» Your tasks
**a.** According to the text on Acer's Gateway acquisition, which brands will Acer own? List all of them.
**b.** Reproduce the text on Acer's Gateway acquisition word for word, starting at "- What does" and ending with "in that region?", inclusive.

» Supplied text
####

The lingering questions are:
- Does the Gateway-Best Buy relationship survive the acquisition? Will Best Buy be open to other brands (especially Dell) that are seeking deeper penetration of the rapidly growing consumer notebook market? Does this open the door for more Acer products in Best Buy and Best Buy for Business locations?
- Acer will own four brands: Acer, eMachines, Gateway, and Packard Bell. What do they do with each of these brands? Does Acer follow the HP approach, reserving the Gateway and eMachines brands for consumer-oriented products (like Compaq) and using the Acer brand for enterprise customers?
- What does the future hold for the nearly 1,700 Gateway employees? Acer is well known for running fast and lean.
- How will Lenovo grow its share in EMEA? Now that its Packard Bell deal has been halted, are there other potential European PC companies they can acquire to grow share in that region?























www.displaysearch.com
3 Responses to “Acer, Gateway, Lenovo and Packard Bell”
By Dave M on Sep 4, 2007 | Reply
I’m confused as to how Acer/Gateway can be successful against HP & Dell without an enterprise product line (servers/storage/assoc’d professional services). Enterprise solutions have very high margins that help “fund” the deep discounting required to compete in the desktops/laptops markets. Gateway’s Professional division, which includes nice server & storage solutions is up for sale, as Acer said they are not interested in keeping it. Anyone have any thoughts to this point?

####

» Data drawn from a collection
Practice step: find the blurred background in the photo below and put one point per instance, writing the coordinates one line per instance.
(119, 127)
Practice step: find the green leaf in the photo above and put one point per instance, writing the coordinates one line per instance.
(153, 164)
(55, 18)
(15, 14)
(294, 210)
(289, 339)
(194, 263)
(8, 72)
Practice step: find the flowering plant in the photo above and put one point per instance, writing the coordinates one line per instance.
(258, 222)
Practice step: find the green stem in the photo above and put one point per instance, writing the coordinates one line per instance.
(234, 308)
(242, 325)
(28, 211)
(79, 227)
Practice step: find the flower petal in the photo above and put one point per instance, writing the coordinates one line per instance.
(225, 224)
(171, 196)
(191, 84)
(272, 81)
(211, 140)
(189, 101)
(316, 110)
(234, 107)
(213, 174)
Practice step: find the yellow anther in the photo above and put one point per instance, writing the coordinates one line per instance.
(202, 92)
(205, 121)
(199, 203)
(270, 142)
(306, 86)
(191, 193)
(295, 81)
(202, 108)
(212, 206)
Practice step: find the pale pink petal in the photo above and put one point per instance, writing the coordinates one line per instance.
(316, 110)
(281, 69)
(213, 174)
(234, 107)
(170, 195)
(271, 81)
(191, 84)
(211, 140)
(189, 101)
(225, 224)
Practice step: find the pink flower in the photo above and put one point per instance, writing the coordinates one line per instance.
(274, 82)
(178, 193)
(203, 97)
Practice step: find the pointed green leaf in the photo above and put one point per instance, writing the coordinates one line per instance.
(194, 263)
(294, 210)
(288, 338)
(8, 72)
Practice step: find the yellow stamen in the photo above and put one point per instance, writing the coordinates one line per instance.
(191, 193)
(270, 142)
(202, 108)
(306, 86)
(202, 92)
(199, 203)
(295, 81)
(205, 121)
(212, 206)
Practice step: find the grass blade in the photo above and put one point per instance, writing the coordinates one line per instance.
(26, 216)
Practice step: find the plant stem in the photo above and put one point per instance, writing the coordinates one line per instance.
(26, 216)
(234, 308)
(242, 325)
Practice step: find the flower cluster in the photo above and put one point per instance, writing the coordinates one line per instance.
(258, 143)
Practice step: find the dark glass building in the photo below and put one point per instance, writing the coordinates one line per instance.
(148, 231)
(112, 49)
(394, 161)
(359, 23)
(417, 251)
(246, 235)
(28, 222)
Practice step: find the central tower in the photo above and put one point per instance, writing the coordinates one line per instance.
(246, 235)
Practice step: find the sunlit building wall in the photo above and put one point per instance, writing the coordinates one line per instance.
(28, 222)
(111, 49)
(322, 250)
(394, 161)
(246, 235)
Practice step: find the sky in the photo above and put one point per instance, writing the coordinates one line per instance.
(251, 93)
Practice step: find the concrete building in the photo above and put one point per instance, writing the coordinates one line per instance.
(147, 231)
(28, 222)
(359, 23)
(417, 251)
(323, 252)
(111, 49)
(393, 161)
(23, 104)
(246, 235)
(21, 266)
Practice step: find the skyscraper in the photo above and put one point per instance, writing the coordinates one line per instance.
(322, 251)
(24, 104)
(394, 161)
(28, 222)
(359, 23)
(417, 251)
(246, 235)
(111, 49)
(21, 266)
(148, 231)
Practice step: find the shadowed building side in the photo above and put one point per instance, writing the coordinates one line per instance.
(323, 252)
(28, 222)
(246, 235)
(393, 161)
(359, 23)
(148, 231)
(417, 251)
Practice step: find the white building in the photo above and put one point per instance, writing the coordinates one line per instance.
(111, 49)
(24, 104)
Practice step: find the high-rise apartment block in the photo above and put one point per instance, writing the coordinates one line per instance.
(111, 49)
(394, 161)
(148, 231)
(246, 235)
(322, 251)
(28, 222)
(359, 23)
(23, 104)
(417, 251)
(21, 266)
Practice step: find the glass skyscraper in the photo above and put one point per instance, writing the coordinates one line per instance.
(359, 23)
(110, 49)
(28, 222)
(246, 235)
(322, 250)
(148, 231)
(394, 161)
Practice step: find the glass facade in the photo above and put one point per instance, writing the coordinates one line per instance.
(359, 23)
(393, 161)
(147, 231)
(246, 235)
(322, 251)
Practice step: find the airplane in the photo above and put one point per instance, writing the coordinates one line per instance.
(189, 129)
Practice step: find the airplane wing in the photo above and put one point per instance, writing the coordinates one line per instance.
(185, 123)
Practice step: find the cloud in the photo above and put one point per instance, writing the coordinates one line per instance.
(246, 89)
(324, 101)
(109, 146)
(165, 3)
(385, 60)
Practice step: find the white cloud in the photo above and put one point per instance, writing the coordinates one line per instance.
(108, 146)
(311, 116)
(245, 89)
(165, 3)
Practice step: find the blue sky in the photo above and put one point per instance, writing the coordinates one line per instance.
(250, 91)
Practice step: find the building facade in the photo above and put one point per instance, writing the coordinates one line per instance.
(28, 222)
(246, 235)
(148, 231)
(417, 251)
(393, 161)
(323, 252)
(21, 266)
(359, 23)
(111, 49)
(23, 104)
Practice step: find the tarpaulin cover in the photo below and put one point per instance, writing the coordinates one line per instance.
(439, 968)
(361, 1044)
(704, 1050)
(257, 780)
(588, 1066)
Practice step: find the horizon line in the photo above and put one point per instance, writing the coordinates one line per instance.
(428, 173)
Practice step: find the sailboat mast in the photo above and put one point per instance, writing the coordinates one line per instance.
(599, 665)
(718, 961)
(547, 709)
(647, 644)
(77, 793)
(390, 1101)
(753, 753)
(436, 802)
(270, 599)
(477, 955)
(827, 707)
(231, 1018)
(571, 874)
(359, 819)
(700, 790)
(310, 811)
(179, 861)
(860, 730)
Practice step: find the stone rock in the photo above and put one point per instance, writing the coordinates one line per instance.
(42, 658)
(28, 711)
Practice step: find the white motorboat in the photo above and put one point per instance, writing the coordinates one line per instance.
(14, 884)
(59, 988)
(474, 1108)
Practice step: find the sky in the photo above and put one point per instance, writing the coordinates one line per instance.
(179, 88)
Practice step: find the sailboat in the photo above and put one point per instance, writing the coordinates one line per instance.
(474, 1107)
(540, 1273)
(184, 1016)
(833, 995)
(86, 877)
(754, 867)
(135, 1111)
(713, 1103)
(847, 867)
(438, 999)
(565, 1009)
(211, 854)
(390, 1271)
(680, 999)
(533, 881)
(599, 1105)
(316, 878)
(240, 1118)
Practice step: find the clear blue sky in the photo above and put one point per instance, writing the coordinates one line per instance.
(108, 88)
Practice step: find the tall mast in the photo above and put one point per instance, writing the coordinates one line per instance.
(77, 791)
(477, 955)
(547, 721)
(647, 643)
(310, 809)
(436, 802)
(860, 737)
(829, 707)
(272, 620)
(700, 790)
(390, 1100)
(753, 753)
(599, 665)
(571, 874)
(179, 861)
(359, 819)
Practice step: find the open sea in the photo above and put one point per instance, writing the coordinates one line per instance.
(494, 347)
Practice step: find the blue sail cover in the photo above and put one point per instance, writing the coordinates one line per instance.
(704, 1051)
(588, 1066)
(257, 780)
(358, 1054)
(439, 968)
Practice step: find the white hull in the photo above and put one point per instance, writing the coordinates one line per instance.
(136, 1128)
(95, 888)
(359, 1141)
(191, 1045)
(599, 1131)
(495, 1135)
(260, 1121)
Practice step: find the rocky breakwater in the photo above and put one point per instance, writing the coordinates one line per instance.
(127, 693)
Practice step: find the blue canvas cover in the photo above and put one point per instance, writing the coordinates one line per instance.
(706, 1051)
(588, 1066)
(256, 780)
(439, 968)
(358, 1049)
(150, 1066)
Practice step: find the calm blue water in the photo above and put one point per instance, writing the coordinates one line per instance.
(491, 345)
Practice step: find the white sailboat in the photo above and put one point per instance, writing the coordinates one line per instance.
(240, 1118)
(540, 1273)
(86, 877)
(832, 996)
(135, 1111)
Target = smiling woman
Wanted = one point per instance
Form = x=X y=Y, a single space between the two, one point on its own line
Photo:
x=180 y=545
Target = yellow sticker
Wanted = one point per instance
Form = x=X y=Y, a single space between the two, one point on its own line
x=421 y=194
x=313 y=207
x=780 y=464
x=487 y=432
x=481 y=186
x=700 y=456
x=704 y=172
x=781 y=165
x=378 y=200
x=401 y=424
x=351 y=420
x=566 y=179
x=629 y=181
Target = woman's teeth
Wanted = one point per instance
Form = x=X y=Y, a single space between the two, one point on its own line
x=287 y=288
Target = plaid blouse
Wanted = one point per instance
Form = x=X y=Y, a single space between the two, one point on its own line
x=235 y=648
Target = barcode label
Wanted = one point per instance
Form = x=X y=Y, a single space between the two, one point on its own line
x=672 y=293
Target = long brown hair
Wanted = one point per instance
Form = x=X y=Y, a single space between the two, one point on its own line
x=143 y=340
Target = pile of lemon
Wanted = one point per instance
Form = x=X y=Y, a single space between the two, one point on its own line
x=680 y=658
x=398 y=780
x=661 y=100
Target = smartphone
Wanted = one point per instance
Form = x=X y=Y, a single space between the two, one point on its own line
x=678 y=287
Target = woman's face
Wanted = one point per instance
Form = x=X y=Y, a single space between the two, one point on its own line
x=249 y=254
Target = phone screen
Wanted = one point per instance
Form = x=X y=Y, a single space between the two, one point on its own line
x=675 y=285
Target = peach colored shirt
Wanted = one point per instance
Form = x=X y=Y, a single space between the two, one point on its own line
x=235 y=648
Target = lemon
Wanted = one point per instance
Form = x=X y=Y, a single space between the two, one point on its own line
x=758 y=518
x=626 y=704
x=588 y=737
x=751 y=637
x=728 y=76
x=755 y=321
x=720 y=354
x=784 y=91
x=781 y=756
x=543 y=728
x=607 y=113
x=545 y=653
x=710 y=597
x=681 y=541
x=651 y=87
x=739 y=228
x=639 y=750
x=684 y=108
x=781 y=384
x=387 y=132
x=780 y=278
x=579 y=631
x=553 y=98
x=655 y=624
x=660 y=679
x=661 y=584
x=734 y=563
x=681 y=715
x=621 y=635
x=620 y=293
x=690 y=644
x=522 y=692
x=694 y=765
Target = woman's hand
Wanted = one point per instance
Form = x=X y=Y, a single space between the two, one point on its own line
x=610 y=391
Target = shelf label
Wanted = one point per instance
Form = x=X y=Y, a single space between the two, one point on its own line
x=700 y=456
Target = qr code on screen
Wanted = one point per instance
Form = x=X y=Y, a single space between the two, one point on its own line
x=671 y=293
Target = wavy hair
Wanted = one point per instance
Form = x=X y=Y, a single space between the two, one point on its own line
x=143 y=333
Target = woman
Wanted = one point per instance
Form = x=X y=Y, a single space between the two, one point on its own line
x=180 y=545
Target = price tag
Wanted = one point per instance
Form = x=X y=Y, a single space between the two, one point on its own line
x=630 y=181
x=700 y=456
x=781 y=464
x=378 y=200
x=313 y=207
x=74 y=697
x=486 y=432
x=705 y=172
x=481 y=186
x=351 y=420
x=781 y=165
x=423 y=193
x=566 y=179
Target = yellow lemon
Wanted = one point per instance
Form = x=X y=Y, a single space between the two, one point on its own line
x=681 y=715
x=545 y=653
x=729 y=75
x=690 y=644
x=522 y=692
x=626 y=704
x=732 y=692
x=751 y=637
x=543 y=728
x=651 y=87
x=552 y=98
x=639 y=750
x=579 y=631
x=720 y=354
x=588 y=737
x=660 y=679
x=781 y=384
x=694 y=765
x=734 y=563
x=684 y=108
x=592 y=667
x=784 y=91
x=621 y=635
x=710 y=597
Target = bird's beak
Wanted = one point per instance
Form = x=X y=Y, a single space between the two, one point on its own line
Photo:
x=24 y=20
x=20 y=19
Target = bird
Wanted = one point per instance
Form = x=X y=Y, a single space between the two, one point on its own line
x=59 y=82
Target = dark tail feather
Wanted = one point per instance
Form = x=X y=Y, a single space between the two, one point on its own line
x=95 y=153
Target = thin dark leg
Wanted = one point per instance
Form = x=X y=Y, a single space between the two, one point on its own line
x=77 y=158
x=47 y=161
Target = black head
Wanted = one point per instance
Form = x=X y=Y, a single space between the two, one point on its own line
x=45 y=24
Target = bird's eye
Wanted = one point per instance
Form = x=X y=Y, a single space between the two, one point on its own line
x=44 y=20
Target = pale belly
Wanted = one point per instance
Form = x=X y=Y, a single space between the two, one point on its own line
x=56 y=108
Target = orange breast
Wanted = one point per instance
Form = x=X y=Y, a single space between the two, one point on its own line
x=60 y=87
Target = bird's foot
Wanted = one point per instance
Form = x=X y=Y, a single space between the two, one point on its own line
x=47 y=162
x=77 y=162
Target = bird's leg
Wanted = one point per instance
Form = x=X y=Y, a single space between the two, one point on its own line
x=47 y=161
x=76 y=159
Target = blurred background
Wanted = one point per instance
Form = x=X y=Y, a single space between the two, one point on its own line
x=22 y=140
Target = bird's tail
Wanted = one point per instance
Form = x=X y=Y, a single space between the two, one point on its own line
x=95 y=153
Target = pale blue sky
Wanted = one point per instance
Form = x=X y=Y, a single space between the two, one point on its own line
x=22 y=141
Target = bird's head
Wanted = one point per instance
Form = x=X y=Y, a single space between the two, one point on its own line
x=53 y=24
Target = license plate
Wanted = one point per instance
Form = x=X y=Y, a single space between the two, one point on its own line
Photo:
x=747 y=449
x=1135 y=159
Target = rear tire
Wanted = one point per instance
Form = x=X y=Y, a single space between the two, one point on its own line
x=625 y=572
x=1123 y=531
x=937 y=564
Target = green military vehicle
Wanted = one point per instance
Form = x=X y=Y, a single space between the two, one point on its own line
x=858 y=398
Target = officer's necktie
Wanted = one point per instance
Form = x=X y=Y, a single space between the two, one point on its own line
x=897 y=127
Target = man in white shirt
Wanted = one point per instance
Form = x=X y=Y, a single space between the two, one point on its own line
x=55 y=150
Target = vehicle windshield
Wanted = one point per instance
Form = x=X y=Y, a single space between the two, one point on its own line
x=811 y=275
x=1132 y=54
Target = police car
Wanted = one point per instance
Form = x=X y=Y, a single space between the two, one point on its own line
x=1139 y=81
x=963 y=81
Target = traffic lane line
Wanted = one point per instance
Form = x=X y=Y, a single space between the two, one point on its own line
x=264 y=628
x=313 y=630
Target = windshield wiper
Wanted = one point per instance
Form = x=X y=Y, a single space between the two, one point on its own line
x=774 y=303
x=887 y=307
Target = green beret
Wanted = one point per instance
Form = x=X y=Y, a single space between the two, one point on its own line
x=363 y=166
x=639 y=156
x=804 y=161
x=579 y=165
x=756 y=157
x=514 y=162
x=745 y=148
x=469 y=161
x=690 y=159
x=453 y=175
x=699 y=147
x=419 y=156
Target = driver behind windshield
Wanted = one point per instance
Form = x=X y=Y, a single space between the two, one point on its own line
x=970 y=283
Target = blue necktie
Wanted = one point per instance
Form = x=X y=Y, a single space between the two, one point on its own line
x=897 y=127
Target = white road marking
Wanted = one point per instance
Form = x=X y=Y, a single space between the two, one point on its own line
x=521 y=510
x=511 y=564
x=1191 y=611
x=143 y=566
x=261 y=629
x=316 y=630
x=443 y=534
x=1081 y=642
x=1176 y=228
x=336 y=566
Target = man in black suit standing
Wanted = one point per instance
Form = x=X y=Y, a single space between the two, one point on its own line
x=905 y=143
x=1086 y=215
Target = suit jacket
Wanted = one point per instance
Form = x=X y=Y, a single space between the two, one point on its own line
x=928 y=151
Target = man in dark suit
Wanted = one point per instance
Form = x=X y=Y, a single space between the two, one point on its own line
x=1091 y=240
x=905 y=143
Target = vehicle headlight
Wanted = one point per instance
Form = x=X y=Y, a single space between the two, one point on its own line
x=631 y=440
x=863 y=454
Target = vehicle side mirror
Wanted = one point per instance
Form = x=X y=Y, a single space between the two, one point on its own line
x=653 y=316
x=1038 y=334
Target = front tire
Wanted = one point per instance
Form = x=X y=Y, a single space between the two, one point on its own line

####

» Solutions for each task
**a.** Acer, eMachines, Gateway, Packard Bell

**b.**
- What does the future hold for the nearly 1,700 Gateway employees? Acer is well known for running fast and lean.
- How will Lenovo grow its share in EMEA? Now that its Packard Bell deal has been halted, are there other potential European PC companies they can acquire to grow share in that region?